--- begin EXTRACTED TEXT ---

If all accounts can be accessed with the same username/password, you can just define the credentials the same way than with a single account connection.

Otherwise, it is necessary to configure them in a secret manager so that the Snowflake connector can authenticate on each account.

The parameters are the same as those used in the connection file. They just need to be prefixed by the account identifier.

"-.url"
"-.username"
"-.password"
"-.privateKeyPath"
"-.passphrase"

If the key is not found in the secret for a given account, the connector use value defined in the Snowflake configuration file.

Example with password

For example, let's consider a secret being defined this way:

my-secret {
  "abcdefg-kn67972.username":"username1",
  "abcdefg-kn67972.password":"password1",
  "abcdefg-kn67972.url":"jdbc:snowflake://abcdefg-kn67972.snowflakecomputing.com/?db=ZEENEA_PS_TEST&role=CNTY&warehouse=SMALL_COMPUTE_WH""
  "abcdefg-kh90823.username":"username2",
  "abcdefg-kh90823.password":"password2",
  "abcdefg-kh90823.url":"jdbc:snowflake://abcdefg-kh90823.snowflakecomputing.com/?db=ZEENEA_PS_TEST&role=CNTY&warehouse=SMALL_COMPUTE_WH"",
}

and a Snowflake configuration file like this one:

name = "snowflake"
code = "snowflake"
connector_id = "Snowflake"
enabled = true
secret_manager {
  enabled = true
  key = "my-secret"
}
connection {
  url = ${secret_manager.abcdfeg-kn67972.url}
  username = ${secret_manager.abcdfeg-kn67972.username}
  password = ${secret_manager.abcdfeg-kn67972.password}
}
multi_account.enabled = true

In such a case, the Snowflake connector will use the connection information provided here to execute the SQL Query listing all the account and then will try to get from the Secret Manager associated values to request Snowflake and collect metadata.

--- end EXTRACTED TEXT ---

WHAT IS ASKED
1/ Summarize the passage on Snowflake multi-account credentials in two sentences.
2/ Duplicate the part of the passage on Snowflake multi-account credentials that begins at the words "If all accounts" and stops after "Snowflake configuration file.".

--- begin RECORD EXCERPTS ---

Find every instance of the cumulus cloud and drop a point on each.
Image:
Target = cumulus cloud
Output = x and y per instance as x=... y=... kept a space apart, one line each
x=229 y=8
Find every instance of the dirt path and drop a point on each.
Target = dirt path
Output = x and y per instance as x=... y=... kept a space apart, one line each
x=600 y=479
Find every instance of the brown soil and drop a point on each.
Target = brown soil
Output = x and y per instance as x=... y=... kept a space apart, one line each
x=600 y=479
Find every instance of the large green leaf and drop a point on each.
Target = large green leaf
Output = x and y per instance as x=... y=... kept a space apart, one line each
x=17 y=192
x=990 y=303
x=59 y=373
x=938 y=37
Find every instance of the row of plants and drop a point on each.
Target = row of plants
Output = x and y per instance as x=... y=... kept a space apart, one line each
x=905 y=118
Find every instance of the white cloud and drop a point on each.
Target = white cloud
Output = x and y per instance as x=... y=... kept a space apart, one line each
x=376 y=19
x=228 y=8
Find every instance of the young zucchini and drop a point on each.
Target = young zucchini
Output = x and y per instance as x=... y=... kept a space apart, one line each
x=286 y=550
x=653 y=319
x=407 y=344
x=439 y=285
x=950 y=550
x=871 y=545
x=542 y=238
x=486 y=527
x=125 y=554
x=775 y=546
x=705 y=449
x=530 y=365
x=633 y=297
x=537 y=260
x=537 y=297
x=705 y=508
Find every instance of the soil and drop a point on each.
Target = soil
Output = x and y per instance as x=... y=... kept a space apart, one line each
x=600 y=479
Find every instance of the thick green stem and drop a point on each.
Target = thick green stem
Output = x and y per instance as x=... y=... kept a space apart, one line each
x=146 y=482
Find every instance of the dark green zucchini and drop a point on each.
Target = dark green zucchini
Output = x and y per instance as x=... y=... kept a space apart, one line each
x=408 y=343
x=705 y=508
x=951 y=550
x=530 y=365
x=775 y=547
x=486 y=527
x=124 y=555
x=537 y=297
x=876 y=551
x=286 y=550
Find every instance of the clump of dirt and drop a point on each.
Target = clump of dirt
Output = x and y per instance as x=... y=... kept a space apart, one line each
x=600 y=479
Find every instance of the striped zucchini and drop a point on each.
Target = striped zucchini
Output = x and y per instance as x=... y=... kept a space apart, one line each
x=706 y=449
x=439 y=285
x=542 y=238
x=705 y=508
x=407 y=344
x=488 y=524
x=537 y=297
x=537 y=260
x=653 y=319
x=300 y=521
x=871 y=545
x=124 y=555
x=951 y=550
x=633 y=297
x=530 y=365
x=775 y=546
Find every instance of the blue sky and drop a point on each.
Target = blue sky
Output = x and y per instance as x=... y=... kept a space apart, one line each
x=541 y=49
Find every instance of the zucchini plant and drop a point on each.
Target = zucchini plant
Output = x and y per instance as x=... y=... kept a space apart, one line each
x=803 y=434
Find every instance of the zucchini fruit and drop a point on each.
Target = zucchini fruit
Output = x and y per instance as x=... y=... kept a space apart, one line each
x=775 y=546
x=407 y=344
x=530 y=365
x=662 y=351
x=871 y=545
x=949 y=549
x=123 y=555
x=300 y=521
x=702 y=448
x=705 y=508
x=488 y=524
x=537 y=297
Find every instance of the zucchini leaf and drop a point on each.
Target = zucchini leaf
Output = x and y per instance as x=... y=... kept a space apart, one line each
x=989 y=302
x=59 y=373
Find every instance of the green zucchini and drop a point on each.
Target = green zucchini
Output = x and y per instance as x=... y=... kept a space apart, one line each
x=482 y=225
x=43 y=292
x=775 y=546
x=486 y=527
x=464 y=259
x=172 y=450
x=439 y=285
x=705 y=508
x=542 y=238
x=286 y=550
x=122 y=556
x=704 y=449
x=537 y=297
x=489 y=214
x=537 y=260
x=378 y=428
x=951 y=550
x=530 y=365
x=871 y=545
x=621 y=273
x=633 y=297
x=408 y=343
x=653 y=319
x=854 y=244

--- end RECORD EXCERPTS ---

WRITTEN ANSWERS
1/ If every account can be reached with the same username and password, the credentials can be defined as for a single account connection; otherwise they must be configured in a secret manager, using the connection-file parameters prefixed by the account identifier. When a key is missing from the secret for a given account, the connector falls back on the value defined in the Snowflake configuration file.

2/
If all accounts can be accessed with the same username/password, you can just define the credentials the same way than with a single account connection.

Otherwise, it is necessary to configure them in a secret manager so that the Snowflake connector can authenticate on each account.

The parameters are the same as those used in the connection file. They just need to be prefixed by the account identifier.

"-.url"
"-.username"
"-.password"
"-.privateKeyPath"
"-.passphrase"

If the key is not found in the secret for a given account, the connector use value defined in the Snowflake configuration file.